- CEL ZADANIA -
Przekształć cały poniższy wykaz w listę numerowaną, w której każdy wiersz stanowi osobny punkt. Puste wiersze pomiń.

------------------------------------------------

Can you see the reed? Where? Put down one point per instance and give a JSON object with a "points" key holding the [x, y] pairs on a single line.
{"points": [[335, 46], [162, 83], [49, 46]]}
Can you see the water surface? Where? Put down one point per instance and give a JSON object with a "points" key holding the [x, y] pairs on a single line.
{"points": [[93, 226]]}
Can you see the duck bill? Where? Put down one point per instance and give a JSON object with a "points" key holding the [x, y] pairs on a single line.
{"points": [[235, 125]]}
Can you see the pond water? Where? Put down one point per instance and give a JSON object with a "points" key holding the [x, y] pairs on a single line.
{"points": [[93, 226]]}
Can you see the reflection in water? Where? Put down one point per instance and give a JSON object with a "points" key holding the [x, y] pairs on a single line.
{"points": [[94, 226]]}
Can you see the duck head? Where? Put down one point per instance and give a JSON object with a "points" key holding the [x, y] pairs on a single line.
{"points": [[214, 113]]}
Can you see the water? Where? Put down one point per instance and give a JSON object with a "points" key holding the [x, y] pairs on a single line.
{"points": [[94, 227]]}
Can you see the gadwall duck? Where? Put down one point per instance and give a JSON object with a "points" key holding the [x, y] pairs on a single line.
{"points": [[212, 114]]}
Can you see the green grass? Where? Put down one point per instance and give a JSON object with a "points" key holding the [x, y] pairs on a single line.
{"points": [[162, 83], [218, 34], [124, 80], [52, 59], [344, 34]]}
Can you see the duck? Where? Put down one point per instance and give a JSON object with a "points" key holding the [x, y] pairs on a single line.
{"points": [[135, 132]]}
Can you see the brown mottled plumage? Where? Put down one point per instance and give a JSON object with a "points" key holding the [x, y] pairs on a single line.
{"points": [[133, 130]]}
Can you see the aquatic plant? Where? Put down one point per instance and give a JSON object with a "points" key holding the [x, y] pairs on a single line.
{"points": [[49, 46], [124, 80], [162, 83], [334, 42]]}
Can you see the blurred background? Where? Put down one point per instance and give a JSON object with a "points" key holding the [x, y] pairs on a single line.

------------------------------------------------

- ODPOWIEDŹ NA ZADANIE -
1. Can you see the reed? Where? Put down one point per instance and give a JSON object with a "points" key holding the [x, y] pairs on a single line.
2. {"points": [[335, 46], [162, 83], [49, 46]]}
3. Can you see the water surface? Where? Put down one point per instance and give a JSON object with a "points" key holding the [x, y] pairs on a single line.
4. {"points": [[93, 226]]}
5. Can you see the duck bill? Where? Put down one point per instance and give a JSON object with a "points" key holding the [x, y] pairs on a single line.
6. {"points": [[235, 125]]}
7. Can you see the pond water? Where? Put down one point per instance and give a JSON object with a "points" key holding the [x, y] pairs on a single line.
8. {"points": [[93, 226]]}
9. Can you see the reflection in water? Where? Put down one point per instance and give a JSON object with a "points" key holding the [x, y] pairs on a single line.
10. {"points": [[94, 226]]}
11. Can you see the duck head? Where? Put down one point per instance and give a JSON object with a "points" key holding the [x, y] pairs on a single line.
12. {"points": [[214, 113]]}
13. Can you see the water? Where? Put down one point per instance and give a JSON object with a "points" key holding the [x, y] pairs on a single line.
14. {"points": [[94, 227]]}
15. Can you see the gadwall duck? Where? Put down one point per instance and give a JSON object with a "points" key holding the [x, y] pairs on a single line.
16. {"points": [[212, 114]]}
17. Can you see the green grass? Where? Put down one point per instance and give a JSON object with a "points" key holding the [x, y] pairs on a single line.
18. {"points": [[162, 83], [218, 34], [124, 80], [52, 59], [344, 34]]}
19. Can you see the duck? Where? Put down one point per instance and give a JSON object with a "points" key holding the [x, y] pairs on a single line.
20. {"points": [[135, 132]]}
21. Can you see the brown mottled plumage? Where? Put down one point per instance and give a JSON object with a "points" key holding the [x, y] pairs on a single line.
22. {"points": [[133, 130]]}
23. Can you see the aquatic plant? Where? Put down one point per instance and give a JSON object with a "points" key holding the [x, y] pairs on a single line.
24. {"points": [[49, 46], [124, 80], [162, 83], [334, 42]]}
25. Can you see the blurred background? Where? Put down one point per instance and give a JSON object with a "points" key holding the [x, y] pairs on a single line.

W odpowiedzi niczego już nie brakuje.